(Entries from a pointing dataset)
* * * * * * * * *
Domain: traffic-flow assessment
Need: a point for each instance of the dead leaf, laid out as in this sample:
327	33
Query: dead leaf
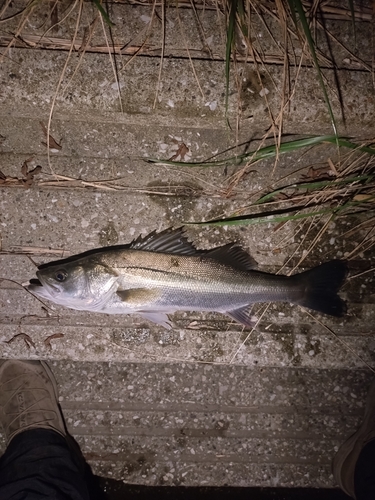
181	152
23	336
47	341
52	143
364	197
28	175
321	173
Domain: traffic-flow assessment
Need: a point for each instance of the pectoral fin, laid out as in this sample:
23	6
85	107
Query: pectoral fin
242	315
138	297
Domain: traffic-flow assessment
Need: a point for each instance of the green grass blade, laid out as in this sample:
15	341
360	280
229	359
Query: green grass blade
270	152
311	186
104	14
228	49
247	220
296	7
351	7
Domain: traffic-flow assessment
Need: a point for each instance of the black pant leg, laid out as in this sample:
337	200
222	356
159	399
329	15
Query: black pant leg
39	464
364	474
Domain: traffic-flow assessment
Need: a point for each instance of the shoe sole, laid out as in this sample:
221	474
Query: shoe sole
63	430
357	440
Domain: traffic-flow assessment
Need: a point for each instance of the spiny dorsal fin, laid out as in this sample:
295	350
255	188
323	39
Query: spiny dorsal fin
233	255
168	241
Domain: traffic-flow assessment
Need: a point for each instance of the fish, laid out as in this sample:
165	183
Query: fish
164	272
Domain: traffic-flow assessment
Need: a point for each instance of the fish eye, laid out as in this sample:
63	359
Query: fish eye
61	275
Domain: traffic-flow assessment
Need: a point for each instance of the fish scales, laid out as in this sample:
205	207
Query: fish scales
162	273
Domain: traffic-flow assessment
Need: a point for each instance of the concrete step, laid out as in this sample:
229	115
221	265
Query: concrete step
198	424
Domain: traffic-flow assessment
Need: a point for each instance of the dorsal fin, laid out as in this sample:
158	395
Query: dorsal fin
168	241
233	255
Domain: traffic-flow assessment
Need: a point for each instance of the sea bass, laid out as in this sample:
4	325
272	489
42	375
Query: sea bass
163	272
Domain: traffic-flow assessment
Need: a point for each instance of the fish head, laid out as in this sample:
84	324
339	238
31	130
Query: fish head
82	284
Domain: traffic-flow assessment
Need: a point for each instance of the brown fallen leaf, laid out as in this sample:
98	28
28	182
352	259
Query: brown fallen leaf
181	152
52	143
28	175
321	173
23	336
47	341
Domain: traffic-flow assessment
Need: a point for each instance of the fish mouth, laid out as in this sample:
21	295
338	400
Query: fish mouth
34	282
40	283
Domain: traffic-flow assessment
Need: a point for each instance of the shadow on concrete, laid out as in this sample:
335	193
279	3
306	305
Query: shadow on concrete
117	490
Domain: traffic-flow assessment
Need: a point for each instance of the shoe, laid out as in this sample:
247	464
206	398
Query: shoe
28	398
345	460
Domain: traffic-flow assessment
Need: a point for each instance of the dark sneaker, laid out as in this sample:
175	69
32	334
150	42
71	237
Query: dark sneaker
344	462
28	398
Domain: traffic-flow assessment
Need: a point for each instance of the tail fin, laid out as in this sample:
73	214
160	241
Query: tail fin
321	285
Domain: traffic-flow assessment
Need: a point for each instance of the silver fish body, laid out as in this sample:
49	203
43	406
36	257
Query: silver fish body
163	273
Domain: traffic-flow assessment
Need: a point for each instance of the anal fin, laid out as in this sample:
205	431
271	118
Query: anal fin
242	315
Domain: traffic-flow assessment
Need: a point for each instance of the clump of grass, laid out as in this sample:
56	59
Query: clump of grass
347	189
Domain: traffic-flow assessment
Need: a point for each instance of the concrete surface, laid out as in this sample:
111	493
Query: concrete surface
204	403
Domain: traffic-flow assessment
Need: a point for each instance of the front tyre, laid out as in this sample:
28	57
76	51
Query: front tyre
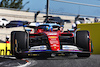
83	41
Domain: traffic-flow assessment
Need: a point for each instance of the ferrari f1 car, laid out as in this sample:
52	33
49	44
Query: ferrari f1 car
49	39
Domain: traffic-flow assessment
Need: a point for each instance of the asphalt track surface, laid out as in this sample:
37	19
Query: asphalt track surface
68	61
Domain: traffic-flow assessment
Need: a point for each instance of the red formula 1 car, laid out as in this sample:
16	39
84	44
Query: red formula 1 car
49	39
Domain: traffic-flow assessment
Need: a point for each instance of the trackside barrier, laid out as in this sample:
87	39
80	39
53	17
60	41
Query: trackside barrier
94	29
5	49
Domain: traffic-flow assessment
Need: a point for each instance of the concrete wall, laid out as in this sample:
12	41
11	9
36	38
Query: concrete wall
28	16
94	30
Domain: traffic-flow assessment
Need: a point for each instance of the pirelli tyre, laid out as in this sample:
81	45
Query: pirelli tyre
83	41
18	43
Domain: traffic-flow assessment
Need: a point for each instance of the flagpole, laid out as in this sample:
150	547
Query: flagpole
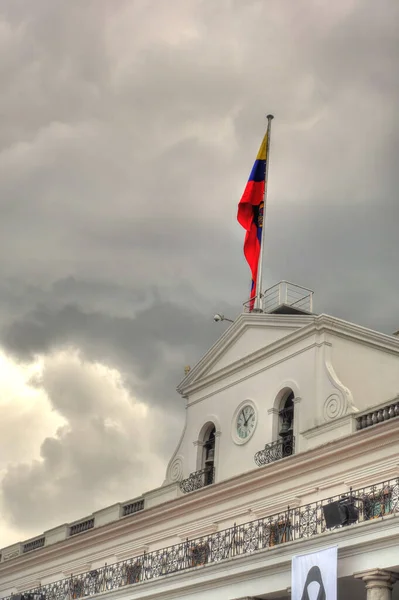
258	297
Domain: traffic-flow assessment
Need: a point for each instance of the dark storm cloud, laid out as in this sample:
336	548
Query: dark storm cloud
128	133
137	345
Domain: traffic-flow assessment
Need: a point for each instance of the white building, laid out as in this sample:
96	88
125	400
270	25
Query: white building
288	412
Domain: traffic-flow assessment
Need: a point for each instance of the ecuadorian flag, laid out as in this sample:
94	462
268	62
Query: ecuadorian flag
250	213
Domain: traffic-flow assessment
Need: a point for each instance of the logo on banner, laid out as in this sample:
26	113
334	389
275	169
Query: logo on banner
314	576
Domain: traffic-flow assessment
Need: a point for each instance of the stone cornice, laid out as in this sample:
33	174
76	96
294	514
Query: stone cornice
234	332
310	462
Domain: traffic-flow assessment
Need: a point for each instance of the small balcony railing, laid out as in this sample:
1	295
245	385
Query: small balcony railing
132	507
275	451
197	480
378	415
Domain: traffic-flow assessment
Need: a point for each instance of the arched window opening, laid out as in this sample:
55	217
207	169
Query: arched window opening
209	456
286	424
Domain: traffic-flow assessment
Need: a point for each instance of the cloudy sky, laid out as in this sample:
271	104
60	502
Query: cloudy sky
127	132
* * * * * * * * *
Task to complete:
Gather every line of the listing above that contains the word "building" and reproduce those lines unchanged.

Response to the task:
Need: a point for each instance of the white building, laid out as in this sample:
Query: white building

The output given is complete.